### Supplied records

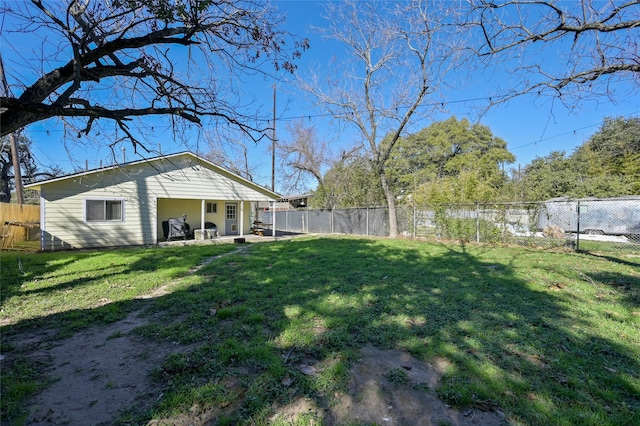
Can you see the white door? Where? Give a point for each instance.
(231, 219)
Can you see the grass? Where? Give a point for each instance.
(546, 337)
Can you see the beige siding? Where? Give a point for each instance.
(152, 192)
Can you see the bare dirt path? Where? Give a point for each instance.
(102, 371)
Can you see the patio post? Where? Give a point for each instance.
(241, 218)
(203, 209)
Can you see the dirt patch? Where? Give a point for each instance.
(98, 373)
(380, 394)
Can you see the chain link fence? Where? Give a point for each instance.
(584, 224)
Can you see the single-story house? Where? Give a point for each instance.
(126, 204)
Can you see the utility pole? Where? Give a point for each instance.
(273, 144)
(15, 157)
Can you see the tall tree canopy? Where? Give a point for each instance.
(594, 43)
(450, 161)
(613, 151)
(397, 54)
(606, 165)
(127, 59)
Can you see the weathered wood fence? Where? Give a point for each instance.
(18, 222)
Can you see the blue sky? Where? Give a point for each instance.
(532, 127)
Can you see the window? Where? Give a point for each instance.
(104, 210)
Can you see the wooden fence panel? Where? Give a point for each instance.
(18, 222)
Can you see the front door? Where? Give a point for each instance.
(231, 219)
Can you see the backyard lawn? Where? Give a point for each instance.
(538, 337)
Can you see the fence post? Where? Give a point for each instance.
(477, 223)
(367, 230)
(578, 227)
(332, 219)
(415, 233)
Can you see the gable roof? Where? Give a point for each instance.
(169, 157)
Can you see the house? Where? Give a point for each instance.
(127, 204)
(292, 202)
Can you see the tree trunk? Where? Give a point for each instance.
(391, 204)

...

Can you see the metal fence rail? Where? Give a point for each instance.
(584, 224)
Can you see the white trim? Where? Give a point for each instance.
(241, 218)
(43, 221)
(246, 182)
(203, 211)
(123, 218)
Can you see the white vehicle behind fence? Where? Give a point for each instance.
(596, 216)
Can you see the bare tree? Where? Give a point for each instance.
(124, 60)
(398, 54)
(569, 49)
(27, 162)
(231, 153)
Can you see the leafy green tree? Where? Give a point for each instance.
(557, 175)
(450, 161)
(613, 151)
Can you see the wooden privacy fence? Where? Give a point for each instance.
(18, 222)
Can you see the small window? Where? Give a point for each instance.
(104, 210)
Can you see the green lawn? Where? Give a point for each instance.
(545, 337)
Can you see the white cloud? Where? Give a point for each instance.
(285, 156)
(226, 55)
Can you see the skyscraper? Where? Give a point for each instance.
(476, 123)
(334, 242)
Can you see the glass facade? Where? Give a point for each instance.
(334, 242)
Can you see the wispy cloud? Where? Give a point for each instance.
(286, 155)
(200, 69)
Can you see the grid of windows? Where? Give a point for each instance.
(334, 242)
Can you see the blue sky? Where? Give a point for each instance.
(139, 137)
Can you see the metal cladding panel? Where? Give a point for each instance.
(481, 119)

---

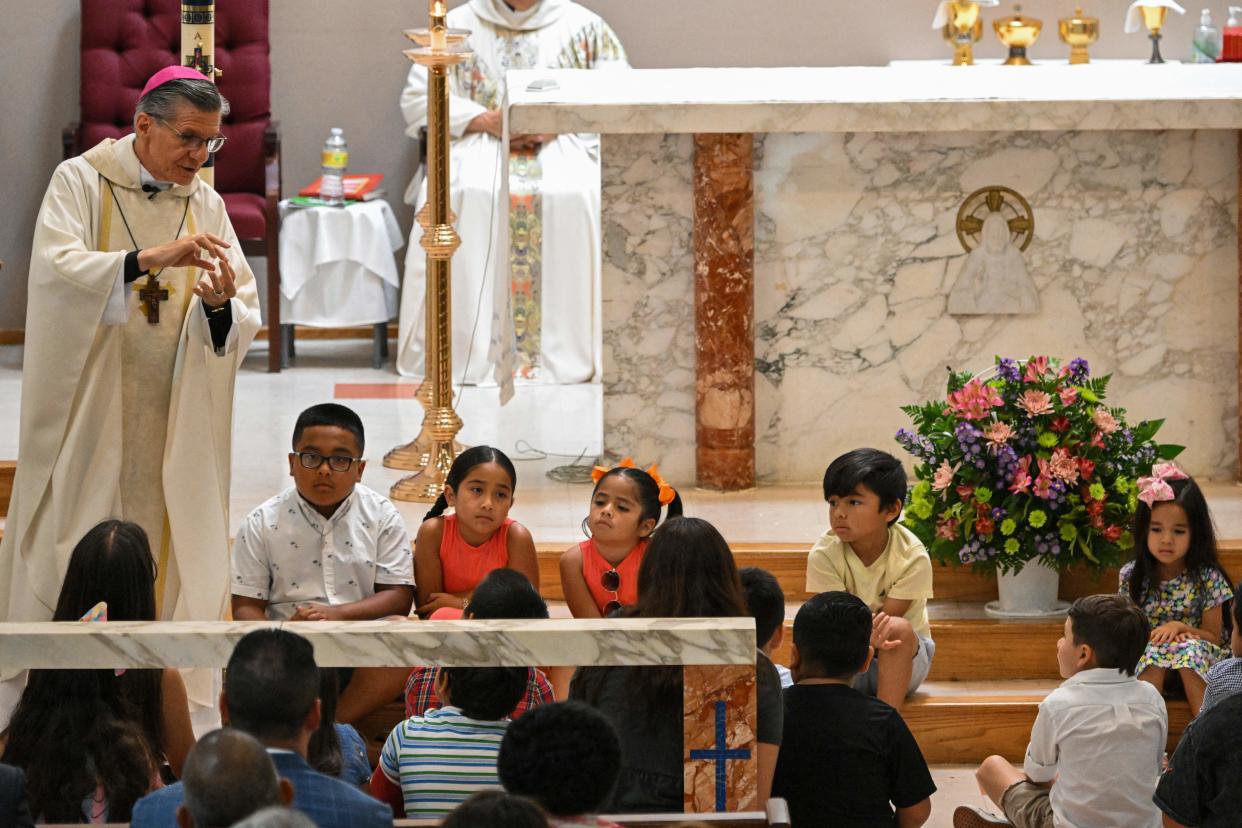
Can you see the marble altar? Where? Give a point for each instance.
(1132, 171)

### Directive
Pull out each line in the items above that contains the word "tree".

### Full solution
Can you see the tall tree canopy? Where? Give a point for each instance.
Can you see the tree trunk? Where? Give a point for each instance.
Can you see the bare tree? Where? Give a point for each instance.
Can you see the leafy green tree? Where? Give a point for each instance.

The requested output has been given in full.